═══ TEXTO DE PARTIDA ═══

Soy testigo durante hora y media de pisotones intencionados, de cómo unos le echan el muerto a otros, de la búsqueda del liderazgo, de un falso trabajo en equipo que acaba siendo una lucha descarnada por el arribismo individual: la fórmula del primero uno mismo y luego pregunto si he hecho daño a alguien. Así funciona todo en la realidad, me dirán muchos, tanto si uno se traslada a las empresas publicitarias como al mundo de los representantes comerciales, los teleoperadores o el profesorado universitario.

Viendo esta truculenta batalla de cachorros ejecutivos de medio pelo, me acordé de una película altamente recomendable que vi no hace mucho, Casual day. En ella los miembros de una empresa acuden a un hotel rural para pasar un "casual day" que, en la jerga empresarial de hoy día, sí, la de los libros de Empresa Activa y demás editoriales, significa liberarse de las presiones laborales del día a día con el fin de conocerse más participando en diferentes actividades de expansión. En esta cinta asistíamos a un intenso croquis de los estereotipos que circulan por toda empresa: el enchufado, el gerente hijodeputa en quien el gran jefe delega las decisiones más deleznables, el débil e inocente empleado que nunca saldrá de su reducida esfera de actuación, la pardilla y poco agraciada ejecutiva que ve lastrada su carrera por no acceder a favores sexuales... En fin, un mosaico impecable de las diferentes especies que pueblan los despachos y oficinas en busca de víctimas y medrar a costa del otro.

═══

**TAREAS DEL EJERCICIO:**
a - Enumera los ámbitos laborales que el texto sobre la rivalidad en la empresa menciona como lugares donde, según muchos, todo funciona así.
b - Prosigue el texto sobre la rivalidad en la empresa y la película Casual day a partir de su última frase, con un párrafo que mantenga el mismo tono.

═══ DATOS ═══

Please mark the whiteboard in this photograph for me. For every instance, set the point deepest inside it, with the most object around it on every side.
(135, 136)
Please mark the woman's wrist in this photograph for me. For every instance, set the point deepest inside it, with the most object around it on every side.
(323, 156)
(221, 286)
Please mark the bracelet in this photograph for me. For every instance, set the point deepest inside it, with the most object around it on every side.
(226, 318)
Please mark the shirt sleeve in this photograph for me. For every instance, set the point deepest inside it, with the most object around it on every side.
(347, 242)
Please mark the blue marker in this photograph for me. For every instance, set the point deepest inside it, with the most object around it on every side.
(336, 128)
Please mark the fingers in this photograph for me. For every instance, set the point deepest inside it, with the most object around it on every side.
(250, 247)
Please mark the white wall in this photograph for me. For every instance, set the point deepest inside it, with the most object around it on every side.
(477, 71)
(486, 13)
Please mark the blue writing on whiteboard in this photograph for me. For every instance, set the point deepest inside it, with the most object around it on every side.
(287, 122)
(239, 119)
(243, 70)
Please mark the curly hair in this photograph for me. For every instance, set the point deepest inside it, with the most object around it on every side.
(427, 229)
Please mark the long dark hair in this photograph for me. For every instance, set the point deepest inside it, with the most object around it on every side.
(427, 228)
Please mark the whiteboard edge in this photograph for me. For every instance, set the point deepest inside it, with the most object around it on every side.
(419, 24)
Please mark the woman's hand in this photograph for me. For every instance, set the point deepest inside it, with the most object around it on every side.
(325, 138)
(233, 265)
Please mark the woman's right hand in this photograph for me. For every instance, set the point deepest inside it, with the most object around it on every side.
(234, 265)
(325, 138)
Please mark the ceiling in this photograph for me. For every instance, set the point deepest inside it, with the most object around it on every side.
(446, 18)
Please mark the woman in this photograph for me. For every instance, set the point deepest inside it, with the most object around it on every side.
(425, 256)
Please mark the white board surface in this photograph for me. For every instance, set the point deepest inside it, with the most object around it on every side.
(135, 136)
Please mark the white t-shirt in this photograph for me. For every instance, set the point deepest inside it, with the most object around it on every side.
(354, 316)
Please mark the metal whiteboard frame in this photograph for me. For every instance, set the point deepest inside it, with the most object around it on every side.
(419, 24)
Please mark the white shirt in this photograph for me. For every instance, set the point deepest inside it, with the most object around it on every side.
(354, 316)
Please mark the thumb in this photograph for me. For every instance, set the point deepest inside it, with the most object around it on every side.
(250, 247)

═══
═══ DATOS ═══

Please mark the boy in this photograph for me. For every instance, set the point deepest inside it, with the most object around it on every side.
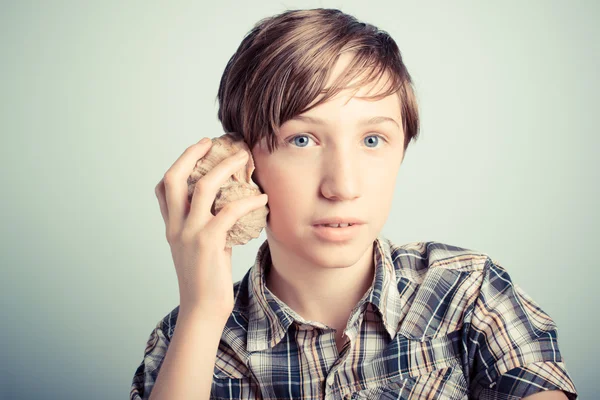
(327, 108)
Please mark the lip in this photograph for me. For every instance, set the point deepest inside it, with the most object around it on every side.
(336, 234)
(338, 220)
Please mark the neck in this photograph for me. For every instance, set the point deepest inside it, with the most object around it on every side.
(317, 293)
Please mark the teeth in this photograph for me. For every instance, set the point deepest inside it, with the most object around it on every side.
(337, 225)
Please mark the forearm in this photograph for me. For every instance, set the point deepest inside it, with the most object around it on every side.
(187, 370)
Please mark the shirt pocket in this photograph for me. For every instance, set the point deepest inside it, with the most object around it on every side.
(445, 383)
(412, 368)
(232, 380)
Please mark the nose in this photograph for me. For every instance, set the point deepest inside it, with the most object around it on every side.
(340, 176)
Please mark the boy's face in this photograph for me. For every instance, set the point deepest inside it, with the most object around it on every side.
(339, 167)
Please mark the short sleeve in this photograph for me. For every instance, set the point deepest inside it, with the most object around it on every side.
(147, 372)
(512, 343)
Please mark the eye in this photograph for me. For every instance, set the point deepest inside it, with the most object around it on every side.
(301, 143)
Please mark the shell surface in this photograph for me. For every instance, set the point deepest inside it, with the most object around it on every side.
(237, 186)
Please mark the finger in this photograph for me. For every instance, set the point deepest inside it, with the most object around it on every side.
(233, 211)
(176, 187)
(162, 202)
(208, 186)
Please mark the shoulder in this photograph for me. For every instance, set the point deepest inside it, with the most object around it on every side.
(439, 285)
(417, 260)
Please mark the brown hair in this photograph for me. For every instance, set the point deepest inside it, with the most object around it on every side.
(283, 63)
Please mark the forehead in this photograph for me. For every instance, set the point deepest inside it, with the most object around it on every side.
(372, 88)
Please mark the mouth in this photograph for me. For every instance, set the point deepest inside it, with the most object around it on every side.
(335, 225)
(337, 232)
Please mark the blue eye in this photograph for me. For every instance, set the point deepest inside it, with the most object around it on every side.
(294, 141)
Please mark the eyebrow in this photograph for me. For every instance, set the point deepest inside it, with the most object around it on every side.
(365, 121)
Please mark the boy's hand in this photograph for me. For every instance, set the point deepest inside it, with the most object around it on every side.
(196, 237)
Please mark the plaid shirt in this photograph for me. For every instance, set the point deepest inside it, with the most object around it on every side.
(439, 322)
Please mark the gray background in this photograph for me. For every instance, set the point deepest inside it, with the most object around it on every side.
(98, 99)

═══
═══ DATOS ═══

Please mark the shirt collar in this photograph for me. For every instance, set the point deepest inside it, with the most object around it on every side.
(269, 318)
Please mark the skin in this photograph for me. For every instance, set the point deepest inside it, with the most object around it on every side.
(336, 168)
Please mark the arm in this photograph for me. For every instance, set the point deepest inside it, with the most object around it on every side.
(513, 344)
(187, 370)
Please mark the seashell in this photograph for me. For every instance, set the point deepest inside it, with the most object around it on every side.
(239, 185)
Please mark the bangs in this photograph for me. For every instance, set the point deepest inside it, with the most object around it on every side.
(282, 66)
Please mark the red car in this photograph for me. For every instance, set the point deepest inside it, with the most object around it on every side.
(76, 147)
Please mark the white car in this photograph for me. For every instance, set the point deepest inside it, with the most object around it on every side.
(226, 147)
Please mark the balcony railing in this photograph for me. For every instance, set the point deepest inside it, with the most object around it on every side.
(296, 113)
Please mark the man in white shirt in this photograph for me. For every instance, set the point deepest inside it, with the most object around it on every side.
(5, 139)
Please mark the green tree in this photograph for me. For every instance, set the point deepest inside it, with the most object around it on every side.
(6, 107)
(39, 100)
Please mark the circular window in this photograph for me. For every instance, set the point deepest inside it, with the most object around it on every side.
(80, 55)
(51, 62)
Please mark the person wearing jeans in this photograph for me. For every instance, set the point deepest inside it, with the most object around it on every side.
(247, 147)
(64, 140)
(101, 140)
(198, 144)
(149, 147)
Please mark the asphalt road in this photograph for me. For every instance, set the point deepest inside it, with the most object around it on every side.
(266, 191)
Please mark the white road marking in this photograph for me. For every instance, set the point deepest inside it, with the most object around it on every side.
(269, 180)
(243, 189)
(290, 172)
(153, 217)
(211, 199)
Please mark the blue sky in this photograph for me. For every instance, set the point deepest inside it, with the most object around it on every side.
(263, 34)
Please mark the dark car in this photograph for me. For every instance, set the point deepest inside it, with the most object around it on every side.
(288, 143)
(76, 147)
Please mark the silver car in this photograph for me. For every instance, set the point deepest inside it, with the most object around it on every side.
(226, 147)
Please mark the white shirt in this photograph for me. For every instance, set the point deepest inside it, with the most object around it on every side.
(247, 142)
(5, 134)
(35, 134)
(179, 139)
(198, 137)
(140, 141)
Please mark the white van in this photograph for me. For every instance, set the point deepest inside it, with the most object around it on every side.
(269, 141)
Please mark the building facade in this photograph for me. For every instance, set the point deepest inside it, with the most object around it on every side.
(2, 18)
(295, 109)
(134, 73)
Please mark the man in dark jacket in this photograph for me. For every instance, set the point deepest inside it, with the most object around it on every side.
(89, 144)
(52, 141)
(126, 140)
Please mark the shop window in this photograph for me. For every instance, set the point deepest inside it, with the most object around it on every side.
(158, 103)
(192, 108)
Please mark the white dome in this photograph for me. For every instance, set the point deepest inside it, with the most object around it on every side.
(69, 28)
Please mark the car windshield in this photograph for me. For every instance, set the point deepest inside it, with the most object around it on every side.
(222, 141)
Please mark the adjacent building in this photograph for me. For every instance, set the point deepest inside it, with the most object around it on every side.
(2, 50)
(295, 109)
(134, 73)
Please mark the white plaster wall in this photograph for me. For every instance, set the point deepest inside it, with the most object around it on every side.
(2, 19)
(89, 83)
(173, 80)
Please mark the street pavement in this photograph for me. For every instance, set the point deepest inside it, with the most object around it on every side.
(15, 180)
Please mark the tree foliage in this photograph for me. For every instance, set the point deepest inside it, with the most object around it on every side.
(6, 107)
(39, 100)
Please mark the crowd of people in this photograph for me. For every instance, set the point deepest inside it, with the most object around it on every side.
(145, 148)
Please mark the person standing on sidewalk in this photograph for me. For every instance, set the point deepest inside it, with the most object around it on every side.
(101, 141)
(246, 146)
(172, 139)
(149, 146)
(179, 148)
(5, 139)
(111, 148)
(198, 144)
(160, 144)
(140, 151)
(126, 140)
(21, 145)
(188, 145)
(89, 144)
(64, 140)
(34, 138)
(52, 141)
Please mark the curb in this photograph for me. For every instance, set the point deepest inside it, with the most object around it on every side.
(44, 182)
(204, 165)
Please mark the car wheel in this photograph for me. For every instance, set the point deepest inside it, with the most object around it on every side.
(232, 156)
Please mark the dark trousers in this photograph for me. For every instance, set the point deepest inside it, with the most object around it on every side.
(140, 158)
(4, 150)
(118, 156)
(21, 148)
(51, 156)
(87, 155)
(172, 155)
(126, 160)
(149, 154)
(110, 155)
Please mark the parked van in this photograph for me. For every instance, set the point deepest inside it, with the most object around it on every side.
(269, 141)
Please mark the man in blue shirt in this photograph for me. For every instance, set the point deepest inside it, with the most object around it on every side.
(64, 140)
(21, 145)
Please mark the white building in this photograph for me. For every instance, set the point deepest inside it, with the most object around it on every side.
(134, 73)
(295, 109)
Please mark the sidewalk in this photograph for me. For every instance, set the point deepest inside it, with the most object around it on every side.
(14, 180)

═══

**RESULTADOS POR TAREA:**
a -
- Las empresas publicitarias
- El mundo de los representantes comerciales
- Los teleoperadores
- El profesorado universitario

b -
Casual day era una película, pero "El aprendiz" pretende vendernos la idea de que el que no se hace fuerte sin mirar abajo y hacia los lados -es decir, a los compañeros- está abocado al fracaso o a la medianía más absoluta. Y yo me pregunto si ese es el mundo al que los jóvenes universitarios querrían pertenecer, un mundo en el que no parece haber otra vida más allá de los tabiques de diseño, del portátil y del móvil. Porque, ¿con qué cara saludaremos a nuestro compañero de oficina, sí, ése mismo al que le quitamos el cliente, si nos lo encontramos en la playa en la sombrilla de al lado? Todo esto me recuerda a otro programa-serie de la Sexta: "Qué vida más triste".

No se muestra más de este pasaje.